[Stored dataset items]
_ _ _ _ _ _ _

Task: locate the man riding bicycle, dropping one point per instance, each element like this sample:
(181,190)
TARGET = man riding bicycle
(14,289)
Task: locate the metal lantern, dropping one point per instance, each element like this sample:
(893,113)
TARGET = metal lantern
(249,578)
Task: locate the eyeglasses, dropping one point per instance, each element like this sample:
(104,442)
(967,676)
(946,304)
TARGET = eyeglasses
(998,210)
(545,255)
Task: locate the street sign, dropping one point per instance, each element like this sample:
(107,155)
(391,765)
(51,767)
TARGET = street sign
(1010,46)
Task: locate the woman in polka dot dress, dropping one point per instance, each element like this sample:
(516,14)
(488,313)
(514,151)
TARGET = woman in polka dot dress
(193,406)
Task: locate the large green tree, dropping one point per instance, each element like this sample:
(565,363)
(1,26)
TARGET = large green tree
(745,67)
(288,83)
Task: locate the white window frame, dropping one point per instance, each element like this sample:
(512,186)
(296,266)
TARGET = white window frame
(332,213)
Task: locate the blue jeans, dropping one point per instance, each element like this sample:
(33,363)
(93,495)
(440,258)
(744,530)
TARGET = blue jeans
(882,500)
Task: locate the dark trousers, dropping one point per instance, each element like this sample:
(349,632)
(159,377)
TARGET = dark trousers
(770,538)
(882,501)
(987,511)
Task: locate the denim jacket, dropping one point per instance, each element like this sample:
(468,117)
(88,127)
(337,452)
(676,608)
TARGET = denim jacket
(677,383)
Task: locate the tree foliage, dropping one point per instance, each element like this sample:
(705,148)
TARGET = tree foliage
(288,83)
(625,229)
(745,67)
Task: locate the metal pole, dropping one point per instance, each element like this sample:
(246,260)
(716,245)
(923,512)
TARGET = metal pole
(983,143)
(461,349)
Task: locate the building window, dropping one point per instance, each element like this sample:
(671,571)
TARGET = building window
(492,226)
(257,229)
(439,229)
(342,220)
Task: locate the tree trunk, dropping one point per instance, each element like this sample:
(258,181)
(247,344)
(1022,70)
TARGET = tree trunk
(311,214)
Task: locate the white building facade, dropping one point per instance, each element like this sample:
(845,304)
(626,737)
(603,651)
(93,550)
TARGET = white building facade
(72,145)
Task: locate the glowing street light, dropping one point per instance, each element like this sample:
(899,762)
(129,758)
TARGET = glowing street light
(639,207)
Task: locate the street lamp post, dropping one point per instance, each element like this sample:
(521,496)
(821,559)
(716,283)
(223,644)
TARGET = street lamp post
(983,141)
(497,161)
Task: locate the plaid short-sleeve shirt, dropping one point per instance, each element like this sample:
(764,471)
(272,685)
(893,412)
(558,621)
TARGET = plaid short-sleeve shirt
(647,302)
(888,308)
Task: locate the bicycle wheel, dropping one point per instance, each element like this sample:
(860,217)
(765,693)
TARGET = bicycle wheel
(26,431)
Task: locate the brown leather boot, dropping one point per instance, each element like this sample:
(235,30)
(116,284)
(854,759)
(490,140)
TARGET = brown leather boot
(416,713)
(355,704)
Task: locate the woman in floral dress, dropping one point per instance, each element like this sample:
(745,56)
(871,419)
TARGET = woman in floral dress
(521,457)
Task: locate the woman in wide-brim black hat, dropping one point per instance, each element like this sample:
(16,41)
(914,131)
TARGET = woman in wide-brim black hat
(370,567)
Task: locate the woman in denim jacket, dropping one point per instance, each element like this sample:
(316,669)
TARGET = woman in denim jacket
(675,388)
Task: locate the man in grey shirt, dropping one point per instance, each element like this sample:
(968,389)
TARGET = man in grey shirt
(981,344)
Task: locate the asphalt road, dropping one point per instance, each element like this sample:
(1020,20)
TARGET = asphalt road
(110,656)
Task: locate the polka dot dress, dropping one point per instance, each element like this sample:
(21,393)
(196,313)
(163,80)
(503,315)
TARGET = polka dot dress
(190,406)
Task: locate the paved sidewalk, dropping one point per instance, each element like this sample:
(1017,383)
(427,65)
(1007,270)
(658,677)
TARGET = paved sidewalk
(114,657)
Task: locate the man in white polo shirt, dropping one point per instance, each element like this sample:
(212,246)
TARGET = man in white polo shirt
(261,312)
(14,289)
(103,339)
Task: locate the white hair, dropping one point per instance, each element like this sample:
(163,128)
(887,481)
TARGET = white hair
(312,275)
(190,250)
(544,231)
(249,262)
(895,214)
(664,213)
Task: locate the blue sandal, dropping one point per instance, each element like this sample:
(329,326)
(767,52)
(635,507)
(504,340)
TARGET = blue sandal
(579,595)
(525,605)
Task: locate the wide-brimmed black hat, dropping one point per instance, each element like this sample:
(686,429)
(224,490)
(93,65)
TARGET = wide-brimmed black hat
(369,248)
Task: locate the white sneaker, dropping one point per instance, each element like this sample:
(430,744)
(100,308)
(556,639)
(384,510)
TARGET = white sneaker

_ _ _ _ _ _ _

## [What this task involves]
Using the entries above, please restate each one word for word.

## [Exercise output]
Task: locate the man riding bicycle, dropping one point per instance, each element like this sample:
(181,190)
TARGET = man riding bicycle
(14,289)
Task: locate the metal lantern, dropping one point per instance, each element like this sample:
(893,113)
TARGET = metal lantern
(249,578)
Task: locate the eyeglasses, dropping one point per instance, each element like this sample:
(104,442)
(967,676)
(946,304)
TARGET = eyeglasses
(998,210)
(545,255)
Task: locate the street sign, dropping one point per instance, each element like this sample:
(107,155)
(391,765)
(51,767)
TARGET = street sign
(1010,46)
Task: locate the woman in polka dot dress, dropping one point per instance, each element like this sample:
(516,14)
(488,313)
(514,151)
TARGET = woman in polka dot dress
(193,406)
Task: locate the large green tree, dropping one point per instance, each element like this sample:
(565,363)
(1,26)
TARGET = large green tree
(745,67)
(288,83)
Task: locate the white window frame, dropping one point per instance, each element like this sample:
(512,186)
(296,266)
TARGET = white window frame
(332,213)
Task: locate the blue jeans, dropping one point per instance, each element like this sample:
(33,363)
(93,495)
(440,258)
(744,530)
TARGET = blue jeans
(882,500)
Task: locate the dark trousers, dropping one point per instance, each element like this sample:
(349,632)
(159,377)
TARGET = dark trousers
(770,538)
(882,501)
(987,511)
Task: locate the denim jacket, dropping one point per instance, each element like this sample:
(468,117)
(88,127)
(337,452)
(676,608)
TARGET = denim jacket
(677,383)
Task: locate the tree foliage, dropping one point per instance, each element like this sample:
(705,148)
TARGET = tree foliage
(288,83)
(625,229)
(745,67)
Task: locate the metal pole, dropping one point per instance, each element like this sample:
(246,260)
(716,245)
(923,512)
TARGET = metal pole
(983,143)
(461,349)
Task: locate the building window, dropping one point per instance, each element like this sample:
(671,571)
TARGET = building window
(492,226)
(257,229)
(439,229)
(342,220)
Task: locate the tree trunk, dropping one point per instance, each element like this sample:
(258,181)
(247,344)
(1022,70)
TARGET = tree trunk
(311,214)
Task: locate the white building facade, dropping one point per instance, each element like this sample:
(845,304)
(626,737)
(603,651)
(93,550)
TARGET = white building facade
(72,145)
Task: locate the glowing street light, dropping one point per instance, each element like this sample:
(899,762)
(129,758)
TARGET = glowing street light
(639,207)
Task: locate the street lamp post, dropping one point per instance, each element like this sample:
(521,496)
(821,559)
(716,283)
(223,644)
TARGET = street lamp post
(983,141)
(497,161)
Task: locate the plaid short-sleeve shirt, dropping one point per instance, each element like this sample:
(764,471)
(272,685)
(893,412)
(558,621)
TARGET = plaid short-sleeve shirt
(647,302)
(888,308)
Task: locate the bicycle wheel, dropping one point per instance, each element like this sample:
(860,217)
(765,693)
TARGET = bicycle wheel
(26,431)
Task: locate the brown leather boot, dropping one point per instance, each element like this sample:
(235,30)
(116,284)
(854,759)
(490,140)
TARGET = brown leather boot
(416,713)
(355,704)
Task: locate the woman in floral dress, dropping one point per instance, each element like this sample:
(745,56)
(871,419)
TARGET = woman in floral dress
(521,457)
Task: locate the woman in wide-brim black hat, dropping one point per instance, each element like this sample:
(16,41)
(914,131)
TARGET = woman in wide-brim black hat
(370,567)
Task: locate the woman in denim jacket, dropping one point per instance, each element like this sample:
(316,669)
TARGET = woman in denim jacket
(675,388)
Task: locate the man in grey shirt, dropping one point per instance, each element like this sample:
(968,389)
TARGET = man in grey shirt
(981,344)
Task: locate the asphalt road, dropping one point per instance, each element like this sample:
(1020,20)
TARGET = asphalt road
(110,656)
Task: locate the polka dot dress, dropping one point per instance, each element like this sample:
(21,393)
(196,313)
(163,80)
(503,315)
TARGET = polka dot dress
(190,406)
Task: locate the paved sidewalk, dropping one point per instance, each element like this sample:
(1017,383)
(427,65)
(1007,270)
(658,677)
TARGET = paved sidewalk
(114,657)
Task: locate the man in white polo shirt, dropping one point per instance, each element like this sample:
(212,246)
TARGET = man in white polo shirt
(261,312)
(14,289)
(103,339)
Task: locate the white hair, dropping one point per instance, each element like this sample:
(163,128)
(887,481)
TARGET = white hair
(312,275)
(190,250)
(544,231)
(249,262)
(895,214)
(664,213)
Task: locate the blue sandal, dropping one point per instance, each element like this sample:
(329,326)
(767,52)
(635,507)
(504,340)
TARGET = blue sandal
(579,595)
(525,605)
Task: locate the wide-brimmed black hat, dropping one point per instance, each element like this sample:
(686,429)
(224,490)
(93,65)
TARGET = wide-brimmed black hat
(369,248)
Task: locate the white sneaker, dropping one point per instance, each element like this sample:
(430,744)
(100,308)
(556,639)
(384,510)
TARGET = white sneaker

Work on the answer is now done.